__Recorded data__.
========
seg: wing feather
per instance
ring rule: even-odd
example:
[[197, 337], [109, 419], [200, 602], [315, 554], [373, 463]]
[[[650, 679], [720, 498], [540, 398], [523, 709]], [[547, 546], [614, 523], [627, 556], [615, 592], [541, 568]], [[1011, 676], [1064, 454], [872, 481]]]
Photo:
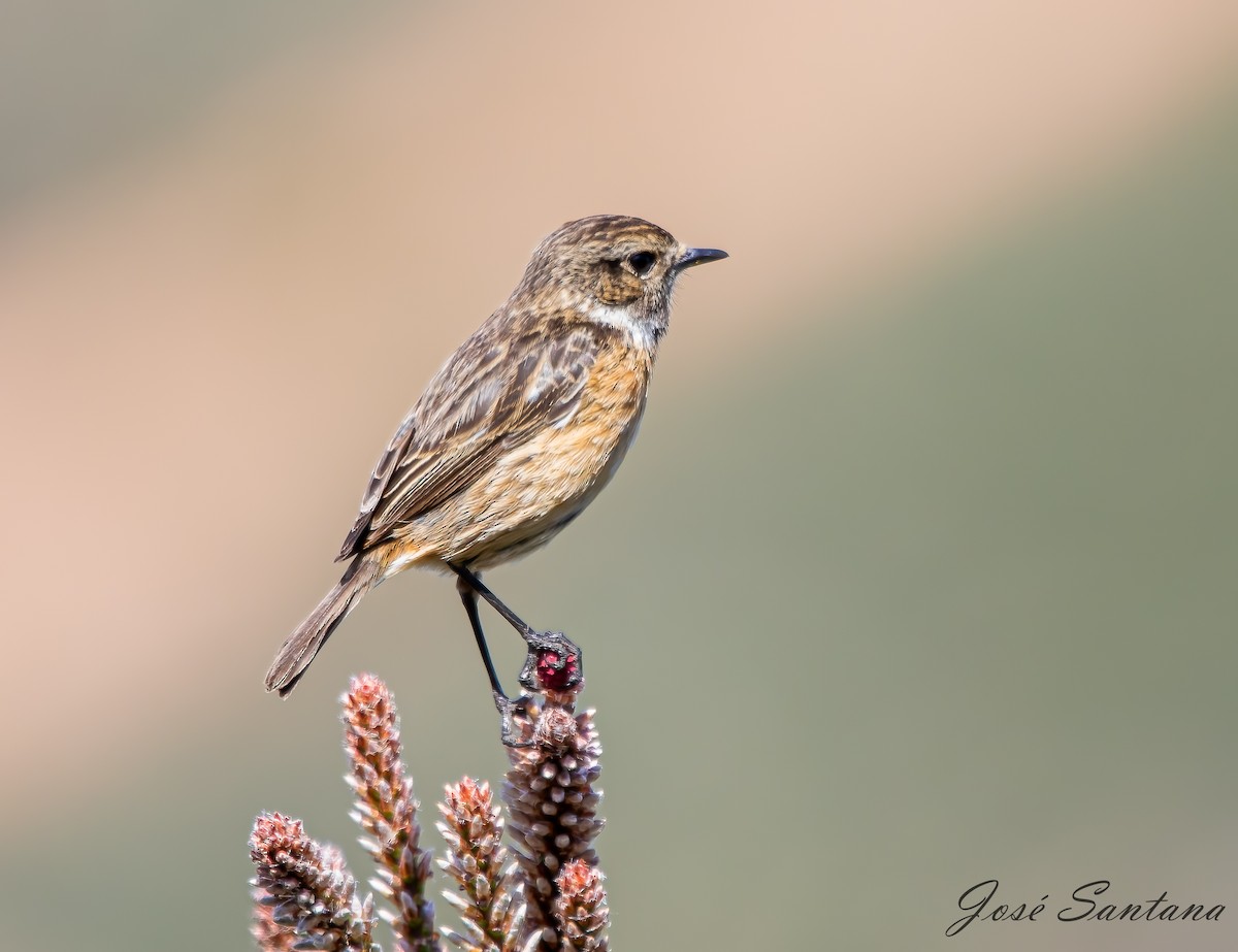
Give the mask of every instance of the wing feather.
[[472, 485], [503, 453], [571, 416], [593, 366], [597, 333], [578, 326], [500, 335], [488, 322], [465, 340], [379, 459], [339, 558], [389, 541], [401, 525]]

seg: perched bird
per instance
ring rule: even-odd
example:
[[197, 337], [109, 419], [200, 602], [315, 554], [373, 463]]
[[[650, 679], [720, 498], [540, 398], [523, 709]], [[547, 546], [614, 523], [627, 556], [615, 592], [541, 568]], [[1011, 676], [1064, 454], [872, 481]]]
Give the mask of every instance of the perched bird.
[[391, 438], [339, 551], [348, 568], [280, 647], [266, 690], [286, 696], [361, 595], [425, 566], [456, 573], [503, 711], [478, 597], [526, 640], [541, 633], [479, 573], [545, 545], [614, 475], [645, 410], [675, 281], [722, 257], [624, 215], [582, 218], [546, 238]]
========
__Your objective__. Rewrite all of the lines above, changing every "ring rule" to "fill rule" and leaving everything else as it is. Leave the pictures out of your answer.

__Output of the exercise__.
seg: wing feather
per instance
fill rule: even-odd
example:
[[197, 337], [109, 419], [200, 602], [315, 554], [373, 463]]
[[[650, 679], [720, 498], [540, 398], [523, 709]], [[547, 546], [614, 523], [627, 556], [615, 592], [541, 568]], [[1011, 676], [1064, 454], [872, 481]]]
Photo:
Give the mask of every instance of the wing feather.
[[472, 485], [503, 453], [571, 416], [593, 366], [597, 333], [578, 326], [500, 335], [488, 322], [465, 340], [379, 459], [339, 558], [389, 541], [401, 525]]

seg: perched bird
per instance
fill rule: even-odd
example:
[[197, 337], [109, 419], [200, 602], [315, 554], [373, 463]]
[[[650, 679], [720, 498], [540, 398], [523, 709]], [[547, 546], [614, 523], [627, 556], [615, 592], [541, 568]], [[1011, 676], [1064, 454], [872, 481]]]
Give the mask of every instance of the perched bird.
[[391, 438], [339, 551], [348, 568], [280, 647], [266, 690], [286, 696], [361, 595], [425, 566], [456, 573], [503, 711], [478, 597], [526, 640], [541, 633], [479, 573], [545, 545], [614, 475], [645, 410], [675, 281], [722, 257], [624, 215], [582, 218], [546, 238]]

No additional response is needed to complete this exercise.